**Given request**
Decide whether each statement agrees with the passage below, and support each yes or no with the deciding words from the passage, quoted exactly. 1. The cloud server can infer the input data of the industrial agent. 2. Once the input data is obtained, the model output is calculated through backward propagation. 3. The true value of the label y is inferred using Eqs. (4)–(6).

**Passage**

○ ○ ○

From Eqs. (4)–(6), we observe that

$$ \frac{{\partial L_{total} }}{{\partial w_{1,1} }}{/}\frac{{\partial L_{total} }}{{\partial b_{1,1} }}{ = }x_{1} , $$

(7)

$$ \frac{{\partial L_{total} }}{{\partial w_{1,3} }}{/}\frac{{\partial L_{total} }}{{\partial b_{1} }}{ = }x_{2} . $$

(8)

Therefore, the cloud server can infer the input data x_i of the industrial agent. From Fig. 3, we can notice that a certain percentage of the image may leak its core information.

Fig. 3

Images with different proportions of information leakage

After the input data x_i is obtained, the model output is calculated through forwarding propagation. The true value of the label y is inferred using Eqs. (9)–(10). Now, the information of the input data is completely leaked.

$$ \frac{{\partial L_{{{\text{total}}}} }}{{\partial w_{2,1} }} = \frac{{\partial L_{total} }}{{\partial o_{o,1} }} \cdot \frac{{\partial o_{o,1} }}{{\partial i_{o,1} }} \cdot \frac{{\partial i_{o,1} }}{{\partial w_{2,1} }}\; = - \left( {y_{1} - o_{o,1} } \right)o_{o,1} \left( {1 - o_{o,1} } \right)o_{h,1} , $$

(9)

$$ y_{1} = o_{o,1} - \;\frac{{\partial L_{{{\text{total}}}} }}{{\partial w_{2,1} }}/\left( {o_{o,1} \left( {1 - o_{o,1} } \right)o_{h,1} } \right), $$

(10)

$$ y_{2} = o_{o,2} - \;\frac{{\partial L_{{{\text{total}}}} }}{{\partial w_{2,2} }}/\left( {o_{o,2} \left( {1 - o_{o,2} } \right)o_{h,1} } \right). $$

(11)

○ ○ ○

**Information provided**
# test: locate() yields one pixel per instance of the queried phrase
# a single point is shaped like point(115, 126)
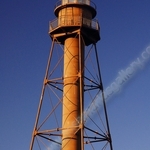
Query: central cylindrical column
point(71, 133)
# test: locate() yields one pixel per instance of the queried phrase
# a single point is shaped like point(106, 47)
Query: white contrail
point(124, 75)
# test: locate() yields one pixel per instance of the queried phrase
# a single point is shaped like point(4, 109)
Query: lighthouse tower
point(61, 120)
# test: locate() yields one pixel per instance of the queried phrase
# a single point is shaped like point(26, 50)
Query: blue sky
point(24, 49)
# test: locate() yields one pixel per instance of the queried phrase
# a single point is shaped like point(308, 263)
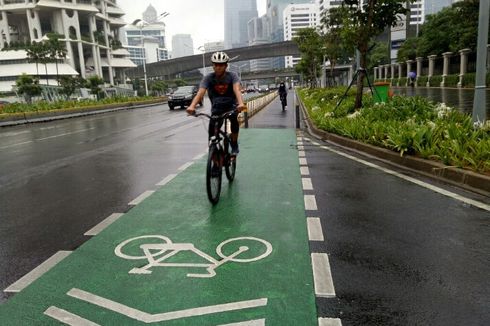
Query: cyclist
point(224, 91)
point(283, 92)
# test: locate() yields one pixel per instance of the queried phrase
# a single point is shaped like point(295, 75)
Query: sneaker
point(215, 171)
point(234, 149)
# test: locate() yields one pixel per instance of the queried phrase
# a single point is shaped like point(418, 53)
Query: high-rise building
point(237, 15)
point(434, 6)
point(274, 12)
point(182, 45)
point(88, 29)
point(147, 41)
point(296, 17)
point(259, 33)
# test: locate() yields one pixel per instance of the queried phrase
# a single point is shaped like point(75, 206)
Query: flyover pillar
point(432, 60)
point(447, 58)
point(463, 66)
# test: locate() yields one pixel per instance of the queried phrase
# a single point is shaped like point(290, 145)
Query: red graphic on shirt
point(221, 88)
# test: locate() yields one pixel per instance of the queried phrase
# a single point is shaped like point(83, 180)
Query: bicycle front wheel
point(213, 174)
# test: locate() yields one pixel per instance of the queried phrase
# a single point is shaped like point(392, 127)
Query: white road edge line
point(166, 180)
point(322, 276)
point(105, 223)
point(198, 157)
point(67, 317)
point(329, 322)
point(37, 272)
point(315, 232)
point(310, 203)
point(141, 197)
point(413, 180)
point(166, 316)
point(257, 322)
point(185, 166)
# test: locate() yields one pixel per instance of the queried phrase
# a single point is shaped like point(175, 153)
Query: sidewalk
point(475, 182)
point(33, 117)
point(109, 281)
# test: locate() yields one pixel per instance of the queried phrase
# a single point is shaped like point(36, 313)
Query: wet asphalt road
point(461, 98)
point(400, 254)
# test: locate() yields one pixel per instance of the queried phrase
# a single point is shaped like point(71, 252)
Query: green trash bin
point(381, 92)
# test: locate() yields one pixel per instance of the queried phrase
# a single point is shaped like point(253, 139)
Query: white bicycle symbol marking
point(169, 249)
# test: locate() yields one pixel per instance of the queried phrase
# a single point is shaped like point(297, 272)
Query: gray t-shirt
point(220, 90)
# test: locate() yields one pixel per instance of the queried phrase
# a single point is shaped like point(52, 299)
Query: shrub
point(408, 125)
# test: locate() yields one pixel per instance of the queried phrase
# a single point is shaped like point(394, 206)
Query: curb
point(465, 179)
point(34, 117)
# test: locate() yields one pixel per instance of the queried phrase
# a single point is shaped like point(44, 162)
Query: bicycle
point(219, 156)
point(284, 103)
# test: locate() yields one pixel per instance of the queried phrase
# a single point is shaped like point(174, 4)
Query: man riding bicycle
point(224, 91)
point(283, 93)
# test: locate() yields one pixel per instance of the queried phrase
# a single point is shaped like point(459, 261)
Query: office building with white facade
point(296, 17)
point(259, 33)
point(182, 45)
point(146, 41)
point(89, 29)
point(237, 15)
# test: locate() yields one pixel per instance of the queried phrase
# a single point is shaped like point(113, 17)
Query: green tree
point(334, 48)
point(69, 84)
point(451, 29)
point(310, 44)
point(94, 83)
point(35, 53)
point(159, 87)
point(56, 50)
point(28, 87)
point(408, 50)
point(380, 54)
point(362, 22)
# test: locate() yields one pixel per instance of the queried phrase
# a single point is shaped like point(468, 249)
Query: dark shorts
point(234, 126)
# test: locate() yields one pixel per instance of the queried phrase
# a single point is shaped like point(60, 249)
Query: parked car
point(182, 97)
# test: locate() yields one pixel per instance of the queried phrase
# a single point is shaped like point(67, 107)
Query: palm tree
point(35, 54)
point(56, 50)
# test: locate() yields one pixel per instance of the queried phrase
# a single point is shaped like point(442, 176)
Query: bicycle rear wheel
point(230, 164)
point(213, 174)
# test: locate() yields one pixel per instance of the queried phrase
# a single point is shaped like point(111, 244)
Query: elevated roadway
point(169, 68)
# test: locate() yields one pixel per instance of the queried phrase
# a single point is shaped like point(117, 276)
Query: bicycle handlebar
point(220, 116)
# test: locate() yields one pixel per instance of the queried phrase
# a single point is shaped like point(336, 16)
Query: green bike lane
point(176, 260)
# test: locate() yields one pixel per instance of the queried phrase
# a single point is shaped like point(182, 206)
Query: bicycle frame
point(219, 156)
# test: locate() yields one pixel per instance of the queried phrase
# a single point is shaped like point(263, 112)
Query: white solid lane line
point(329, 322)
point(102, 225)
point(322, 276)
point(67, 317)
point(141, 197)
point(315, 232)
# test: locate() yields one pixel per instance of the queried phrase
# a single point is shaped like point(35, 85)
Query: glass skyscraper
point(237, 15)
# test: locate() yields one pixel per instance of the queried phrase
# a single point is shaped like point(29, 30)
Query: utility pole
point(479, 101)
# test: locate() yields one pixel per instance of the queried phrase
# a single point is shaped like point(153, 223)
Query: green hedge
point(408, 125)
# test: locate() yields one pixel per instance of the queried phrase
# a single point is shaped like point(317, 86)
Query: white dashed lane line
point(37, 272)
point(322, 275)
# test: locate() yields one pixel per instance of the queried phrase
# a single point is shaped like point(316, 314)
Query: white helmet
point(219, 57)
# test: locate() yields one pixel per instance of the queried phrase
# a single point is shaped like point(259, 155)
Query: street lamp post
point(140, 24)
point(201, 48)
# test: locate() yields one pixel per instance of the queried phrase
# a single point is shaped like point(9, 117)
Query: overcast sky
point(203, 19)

○ ○ ○

**The response**
1. Yes: "Therefore, the cloud server can infer the input data x_i of the industrial agent."
2. No: "After the input data x_i is obtained, the model output is calculated through forwarding propagation."
3. No: "The true value of the label y is inferred using Eqs. (9)–(10)."